# EXERCISE DIRECTIONS:
Rescale everything from the line containing "Where can the knitted" down through the end of the data. Reproduce every line in that span, changing only the point coordinates in the answers: multiply each by 2.2 and round to a whole number, with halves rounding up.

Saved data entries
--- start ---

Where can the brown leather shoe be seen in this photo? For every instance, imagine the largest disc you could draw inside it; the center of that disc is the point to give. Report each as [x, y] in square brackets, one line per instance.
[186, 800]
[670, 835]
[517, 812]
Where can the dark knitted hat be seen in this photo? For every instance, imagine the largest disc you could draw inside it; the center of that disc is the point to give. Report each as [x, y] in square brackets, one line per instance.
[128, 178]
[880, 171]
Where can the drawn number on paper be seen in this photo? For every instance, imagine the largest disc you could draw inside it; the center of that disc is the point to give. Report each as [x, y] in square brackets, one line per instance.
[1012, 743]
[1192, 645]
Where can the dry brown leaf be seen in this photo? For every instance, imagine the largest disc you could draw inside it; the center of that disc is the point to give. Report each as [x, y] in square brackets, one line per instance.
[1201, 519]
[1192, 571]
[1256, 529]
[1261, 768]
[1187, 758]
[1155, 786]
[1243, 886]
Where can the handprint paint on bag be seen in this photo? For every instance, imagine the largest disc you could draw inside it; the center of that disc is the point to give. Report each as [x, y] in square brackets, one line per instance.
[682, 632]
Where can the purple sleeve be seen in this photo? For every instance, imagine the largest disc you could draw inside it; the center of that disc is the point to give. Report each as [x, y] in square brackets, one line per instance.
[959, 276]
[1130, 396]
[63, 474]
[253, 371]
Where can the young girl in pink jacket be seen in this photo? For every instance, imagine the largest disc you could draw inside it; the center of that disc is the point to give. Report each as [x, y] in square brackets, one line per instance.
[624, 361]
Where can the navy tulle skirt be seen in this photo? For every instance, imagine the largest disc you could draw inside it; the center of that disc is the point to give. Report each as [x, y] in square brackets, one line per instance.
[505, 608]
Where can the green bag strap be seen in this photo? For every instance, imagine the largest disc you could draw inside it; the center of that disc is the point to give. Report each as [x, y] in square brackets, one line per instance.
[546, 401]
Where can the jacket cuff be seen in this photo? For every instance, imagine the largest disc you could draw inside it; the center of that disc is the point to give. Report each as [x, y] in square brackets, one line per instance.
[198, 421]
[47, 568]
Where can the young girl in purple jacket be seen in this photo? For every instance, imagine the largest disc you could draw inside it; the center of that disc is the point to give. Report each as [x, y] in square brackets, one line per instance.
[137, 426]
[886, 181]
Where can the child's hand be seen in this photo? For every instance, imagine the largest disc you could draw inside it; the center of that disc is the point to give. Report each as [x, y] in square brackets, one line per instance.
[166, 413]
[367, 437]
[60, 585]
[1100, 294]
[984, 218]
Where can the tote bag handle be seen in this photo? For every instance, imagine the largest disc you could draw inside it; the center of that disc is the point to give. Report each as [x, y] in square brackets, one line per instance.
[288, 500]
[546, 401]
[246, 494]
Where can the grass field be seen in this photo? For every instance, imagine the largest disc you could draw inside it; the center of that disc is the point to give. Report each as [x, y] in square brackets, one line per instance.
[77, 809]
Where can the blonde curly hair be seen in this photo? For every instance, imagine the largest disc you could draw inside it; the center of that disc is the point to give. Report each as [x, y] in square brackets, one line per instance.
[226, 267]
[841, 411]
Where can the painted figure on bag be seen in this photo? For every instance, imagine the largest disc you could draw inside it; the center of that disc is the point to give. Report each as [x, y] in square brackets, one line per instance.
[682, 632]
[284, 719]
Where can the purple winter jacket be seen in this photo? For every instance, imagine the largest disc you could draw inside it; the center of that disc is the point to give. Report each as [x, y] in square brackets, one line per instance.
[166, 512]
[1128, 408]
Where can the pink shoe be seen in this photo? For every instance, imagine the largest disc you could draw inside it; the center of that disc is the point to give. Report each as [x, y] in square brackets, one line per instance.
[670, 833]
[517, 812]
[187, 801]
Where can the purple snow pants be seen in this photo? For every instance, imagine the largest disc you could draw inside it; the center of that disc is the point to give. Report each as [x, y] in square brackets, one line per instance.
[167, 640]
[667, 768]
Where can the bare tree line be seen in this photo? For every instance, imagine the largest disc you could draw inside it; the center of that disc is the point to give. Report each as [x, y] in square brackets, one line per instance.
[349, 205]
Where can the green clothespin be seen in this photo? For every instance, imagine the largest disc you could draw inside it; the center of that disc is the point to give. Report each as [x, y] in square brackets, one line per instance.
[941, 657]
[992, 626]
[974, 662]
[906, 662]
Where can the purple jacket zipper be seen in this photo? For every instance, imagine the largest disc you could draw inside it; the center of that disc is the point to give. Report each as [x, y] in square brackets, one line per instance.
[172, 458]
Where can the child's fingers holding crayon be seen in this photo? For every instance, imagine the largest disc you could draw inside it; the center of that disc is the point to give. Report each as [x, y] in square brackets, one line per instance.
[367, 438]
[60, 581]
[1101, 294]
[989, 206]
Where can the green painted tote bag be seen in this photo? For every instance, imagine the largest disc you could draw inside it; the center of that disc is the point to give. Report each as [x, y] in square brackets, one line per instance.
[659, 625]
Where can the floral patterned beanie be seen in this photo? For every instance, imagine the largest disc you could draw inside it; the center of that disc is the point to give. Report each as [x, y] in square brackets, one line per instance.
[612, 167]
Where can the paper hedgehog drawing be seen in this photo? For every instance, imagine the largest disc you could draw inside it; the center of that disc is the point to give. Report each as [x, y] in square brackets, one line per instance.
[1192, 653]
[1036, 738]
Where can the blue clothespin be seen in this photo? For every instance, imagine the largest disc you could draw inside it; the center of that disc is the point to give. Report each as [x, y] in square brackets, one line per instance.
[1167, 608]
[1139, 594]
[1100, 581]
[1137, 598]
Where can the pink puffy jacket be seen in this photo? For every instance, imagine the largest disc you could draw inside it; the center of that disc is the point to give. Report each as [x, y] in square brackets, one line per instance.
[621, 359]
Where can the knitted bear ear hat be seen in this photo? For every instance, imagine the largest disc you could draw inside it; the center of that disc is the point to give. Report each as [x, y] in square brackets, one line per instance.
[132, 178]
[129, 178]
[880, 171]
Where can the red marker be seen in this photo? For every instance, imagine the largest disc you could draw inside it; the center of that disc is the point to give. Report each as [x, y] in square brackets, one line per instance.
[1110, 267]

--- end ---

# CORRECT ANSWER:
Where can the knitted bear ear hat be seen in this photo? For every instance, imagine the largest disc you could draw inside it; the center of that disc is the point to give. Report each as [x, y] in square brackets, one line per instance.
[290, 392]
[284, 392]
[1936, 376]
Where can the red marker be seen in this photo? For every instance, imagine the largest disc you could draw inside it; the center of that disc is the point to give. Report each as [x, y] in square brackets, one line per instance.
[2442, 587]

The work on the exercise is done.